Extrait de page:
___

Faut-il encore former les journalistes ?

INA Publié le
Faut-il encore former les journalistes ?
22558-media-morphoses-original.jpg // © 

«Faut-il encore former les journalistes ? », interpelle le dernier numéro de la revue Médiamorphoses (n° 24, octobre 2008). Oui répondent sans hésitation les deux coordonnateurs du dossier, Frédéric Lambert et Camille Laville. Une réponse étayée par un sommaire étoffé, somme de réflexions pour tous les professionnels concernés.

Les écoles interpellent le rôle des entreprises

Une première partie, «Peut-on penser l’école idéale ? », donne la parole à plusieurs directeurs d’école tels Denis Ruellan (IUT de Lannion), Daniel Deloit (ESJ Lille) ou Rémy Rieffel, (Institut français de la presse, Paris 2). Ce dernier replace le débat dans le contexte actuel : «une précarisation croissante de la profession, une pression grandissante des communicants, et, plus récemment, une concurrence accrue des journalistes amateurs.» Denis Ruellan estime quant à lui que l’école idéale passe par «une relation apaisée avec les entreprises, lesquelles ne confondraient pas stage et remplacement de titulaires ; encadreraient les stagiaires par des professionnels avisés et un peu disponibles, donneraient aux écoles des indications sur leurs attentes et pratiques en matière de recrutement et s’intéresseraient à la participation de leurs salariés à l’enseignement. »  

Les petits soldats du journalisme, une main d’œuvre trop chère ?  

Une interpellation que l’on retrouve dans la bouche de Jacqueline Papet, membre de la CNPEJ (Commission nationale paritaire de l’emploi des journalistes) en charge de la reconnaissance des écoles. Interpellée sur le fait que seulement 14,5 % des nouveaux titulaires de carte de presse sont issus de l’un des douze cursus reconnus par la profession, celle-ci évoque la précarisation du métier. « Si les patrons recrutent aussi souvent hors des écoles reconnues, ce n’est pas seulement parce qu’ils accusent les écoles de formater leurs étudiants, mais aussi parce qu’en recrutant hors écoles, ils ont une main d’œuvre plus précaire et donc moins exigeante. »

___

(Entrées d'un jeu de données sur la position d'objets)
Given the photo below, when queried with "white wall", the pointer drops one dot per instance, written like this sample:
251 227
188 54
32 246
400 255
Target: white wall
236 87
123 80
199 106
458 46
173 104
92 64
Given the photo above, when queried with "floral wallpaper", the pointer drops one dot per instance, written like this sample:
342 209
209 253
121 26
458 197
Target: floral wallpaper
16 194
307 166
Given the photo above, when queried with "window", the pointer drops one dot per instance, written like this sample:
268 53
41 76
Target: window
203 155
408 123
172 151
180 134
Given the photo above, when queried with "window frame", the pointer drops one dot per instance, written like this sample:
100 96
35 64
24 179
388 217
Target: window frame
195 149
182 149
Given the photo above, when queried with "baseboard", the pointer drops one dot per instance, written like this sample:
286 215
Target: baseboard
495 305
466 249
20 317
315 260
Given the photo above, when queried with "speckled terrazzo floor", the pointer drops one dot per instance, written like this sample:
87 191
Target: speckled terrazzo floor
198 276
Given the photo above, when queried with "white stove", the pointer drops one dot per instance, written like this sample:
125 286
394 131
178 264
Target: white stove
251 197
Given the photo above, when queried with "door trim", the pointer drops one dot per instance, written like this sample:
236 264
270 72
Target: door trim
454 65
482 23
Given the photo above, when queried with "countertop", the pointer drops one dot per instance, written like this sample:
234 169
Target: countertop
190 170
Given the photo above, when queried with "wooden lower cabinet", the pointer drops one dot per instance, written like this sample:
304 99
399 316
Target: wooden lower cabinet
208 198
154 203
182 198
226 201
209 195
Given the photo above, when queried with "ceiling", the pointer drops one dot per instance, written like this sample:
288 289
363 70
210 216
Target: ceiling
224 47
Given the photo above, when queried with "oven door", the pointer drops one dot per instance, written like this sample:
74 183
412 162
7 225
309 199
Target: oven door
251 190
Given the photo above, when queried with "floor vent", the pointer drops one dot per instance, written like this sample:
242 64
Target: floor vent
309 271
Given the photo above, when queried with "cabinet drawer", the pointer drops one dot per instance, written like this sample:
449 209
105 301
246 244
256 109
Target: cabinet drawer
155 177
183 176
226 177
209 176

___

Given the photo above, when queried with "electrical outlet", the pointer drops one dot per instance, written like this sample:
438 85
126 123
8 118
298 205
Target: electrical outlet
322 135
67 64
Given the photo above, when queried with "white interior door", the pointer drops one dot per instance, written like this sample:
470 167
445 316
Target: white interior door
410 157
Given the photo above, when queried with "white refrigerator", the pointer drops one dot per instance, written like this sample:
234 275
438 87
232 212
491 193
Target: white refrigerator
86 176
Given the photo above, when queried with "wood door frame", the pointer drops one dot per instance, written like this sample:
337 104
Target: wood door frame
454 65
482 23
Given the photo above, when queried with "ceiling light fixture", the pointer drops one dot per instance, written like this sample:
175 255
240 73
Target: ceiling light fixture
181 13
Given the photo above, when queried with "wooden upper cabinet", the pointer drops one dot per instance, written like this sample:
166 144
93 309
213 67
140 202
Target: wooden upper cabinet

___

Exercice court 1:
Citez mot pour mot le passage de l'article sur la formation des journalistes qui commence par les mots contenant «INA Publié le» et se termine par «les professionnels concernés.».
Exercice court 2:
Trouvez dans les entrées ci-dessus chaque ligne où figure le mot «speckled» et recopiez-la, en respectant la casse.

Résultat attendu 1:
INA Publié le
Faut-il encore former les journalistes ?
22558-media-morphoses-original.jpg // © 

«Faut-il encore former les journalistes ? », interpelle le dernier numéro de la revue Médiamorphoses (n° 24, octobre 2008). Oui répondent sans hésitation les deux coordonnateurs du dossier, Frédéric Lambert et Camille Laville. Une réponse étayée par un sommaire étoffé, somme de réflexions pour tous les professionnels concernés.

Résultat attendu 2:
Given the photo above, when queried with "speckled terrazzo floor", the pointer drops one dot per instance, written like this sample:
Target: speckled terrazzo floor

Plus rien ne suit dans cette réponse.